Extracted data entries
****************************************

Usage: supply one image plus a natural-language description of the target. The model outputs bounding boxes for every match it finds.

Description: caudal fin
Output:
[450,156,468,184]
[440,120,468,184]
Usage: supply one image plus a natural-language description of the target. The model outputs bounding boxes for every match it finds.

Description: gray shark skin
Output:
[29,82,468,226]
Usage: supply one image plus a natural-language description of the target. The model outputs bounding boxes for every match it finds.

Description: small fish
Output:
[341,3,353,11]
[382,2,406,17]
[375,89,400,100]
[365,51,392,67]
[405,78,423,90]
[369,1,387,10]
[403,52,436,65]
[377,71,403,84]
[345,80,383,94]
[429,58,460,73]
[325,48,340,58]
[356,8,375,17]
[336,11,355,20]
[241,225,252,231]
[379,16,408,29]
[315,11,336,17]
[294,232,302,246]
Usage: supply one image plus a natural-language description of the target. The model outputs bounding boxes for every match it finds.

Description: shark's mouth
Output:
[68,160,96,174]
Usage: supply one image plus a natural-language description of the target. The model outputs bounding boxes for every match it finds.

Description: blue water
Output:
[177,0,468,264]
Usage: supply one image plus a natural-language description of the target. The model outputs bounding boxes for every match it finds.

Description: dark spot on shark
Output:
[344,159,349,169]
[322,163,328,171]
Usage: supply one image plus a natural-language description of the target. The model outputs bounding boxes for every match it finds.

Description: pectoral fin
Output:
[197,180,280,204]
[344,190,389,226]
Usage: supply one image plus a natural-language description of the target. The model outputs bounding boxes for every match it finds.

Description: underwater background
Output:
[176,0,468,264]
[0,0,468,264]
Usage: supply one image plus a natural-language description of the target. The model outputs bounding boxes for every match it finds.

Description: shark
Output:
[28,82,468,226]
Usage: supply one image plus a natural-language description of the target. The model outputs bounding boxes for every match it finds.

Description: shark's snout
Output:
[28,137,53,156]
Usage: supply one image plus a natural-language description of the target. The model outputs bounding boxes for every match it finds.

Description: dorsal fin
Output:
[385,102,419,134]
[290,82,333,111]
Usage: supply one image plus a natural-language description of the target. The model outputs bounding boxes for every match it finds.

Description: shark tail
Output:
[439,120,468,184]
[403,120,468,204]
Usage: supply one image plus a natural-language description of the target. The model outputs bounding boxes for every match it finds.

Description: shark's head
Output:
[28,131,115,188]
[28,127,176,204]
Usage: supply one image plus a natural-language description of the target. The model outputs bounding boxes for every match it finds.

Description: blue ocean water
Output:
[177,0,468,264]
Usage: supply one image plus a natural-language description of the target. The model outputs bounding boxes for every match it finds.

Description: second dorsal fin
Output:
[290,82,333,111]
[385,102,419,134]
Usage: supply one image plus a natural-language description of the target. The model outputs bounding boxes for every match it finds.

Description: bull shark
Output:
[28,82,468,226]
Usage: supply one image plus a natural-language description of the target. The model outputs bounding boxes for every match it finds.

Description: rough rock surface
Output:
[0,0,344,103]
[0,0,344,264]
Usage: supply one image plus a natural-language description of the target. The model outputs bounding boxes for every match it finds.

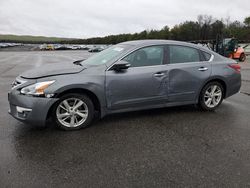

****************************************

WHAT YOU HAVE TO DO: Rewrite all of the records above as a numbered list, one line per item, skipping the blank lines. Leave the pictures out.

SOLUTION:
1. Usage: supply one image plus a natural-language description of the target. The model outputs bounding boxes for every match it finds.
2. Description: caudal fin
3. Output:
4. [450,156,468,184]
5. [440,120,468,184]
6. Usage: supply one image plus a natural-language description of the target. The model outputs bounding boxes for every match it finds.
7. Description: gray shark skin
8. Output:
9. [29,82,468,226]
10. Usage: supply one image plus a natural-language description of the target. The model outputs bounding boxes for every match it finds.
11. Description: small fish
12. Output:
13. [341,3,353,11]
14. [382,2,406,17]
15. [375,89,400,100]
16. [365,51,392,67]
17. [405,78,423,90]
18. [369,1,387,10]
19. [403,52,436,65]
20. [377,71,403,84]
21. [345,80,383,94]
22. [429,58,460,73]
23. [325,48,340,58]
24. [356,8,375,17]
25. [336,11,355,20]
26. [241,225,252,231]
27. [379,16,408,29]
28. [315,11,336,17]
29. [294,232,302,246]
30. Usage: supply one image plus a natural-language description of the target. The model outputs bounding boxes for every match it finds.
31. Description: shark's mouth
32. Output:
33. [68,160,96,174]
34. Usage: supply one image plus a natural-language description of the target. The model outputs bounding boxes for every match it finds.
35. Description: blue water
36. Output:
37. [177,0,468,264]
38. Usage: supply one image plus a natural-language description of the target. The model outputs bounding boxes for every match it finds.
39. Description: dark spot on shark
40. Output:
41. [344,159,349,169]
42. [322,163,328,171]
43. Usage: supply one image plus a natural-language description of the target. The model outputs bounding boxes for every match it finds.
44. Description: pectoral fin
45. Output:
46. [197,180,280,204]
47. [344,190,389,226]
48. Usage: supply one image plus a natural-language description of the target. The model outputs bounding boxes for every match it finds.
49. Description: underwater background
50. Output:
51. [176,0,468,264]
52. [0,0,468,264]
53. Usage: supply one image plus a natural-language description of the target. The model outputs bounding boxes for every match it finds.
54. Description: shark
55. Output:
56. [28,82,468,226]
57. Usage: supply one image plus a natural-language description of the target. The model outputs bounding boxes for every match it finds.
58. Description: shark's snout
59. Output:
60. [28,137,53,156]
61. Usage: supply one image plus a natural-language description of the target. The model outputs bounding boxes for every match it finds.
62. Description: dorsal fin
63. Output:
64. [385,102,419,134]
65. [290,82,333,111]
66. Usage: supply one image plus a natural-language description of the target. The model outputs bounding boxes for every match it finds.
67. Description: shark tail
68. Output:
69. [439,120,468,184]
70. [403,120,468,204]
71. Usage: supply one image plus a natural-language description of the target. The model outputs bounding boxes for every match it finds.
72. Description: shark's head
73. Output:
74. [28,131,115,188]
75. [28,127,176,204]
76. Usage: supply one image plus a natural-language description of the target. The model outputs bounding boxes for every match it finds.
77. Description: blue ocean water
78. Output:
79. [177,0,468,264]
80. Usage: supply one image plus a natural-language description of the target. The model outputs bounding boxes for every match it finds.
81. Description: second dorsal fin
82. Output:
83. [290,82,333,111]
84. [385,102,419,134]
85. Usage: supply one image plus a natural-language description of the target. The model outputs bounding boxes for every match it finds.
86. Description: bull shark
87. Output:
88. [28,82,468,226]
89. Usage: supply one image plus a natural-language description of the target. The model outputs bounding boxes for every match it finds.
90. Description: rough rock surface
91. Output:
92. [0,0,344,103]
93. [0,0,344,264]
94. Usage: supply one image plus a natural-language description of the target. The model outputs bounding boxes for every match it finds.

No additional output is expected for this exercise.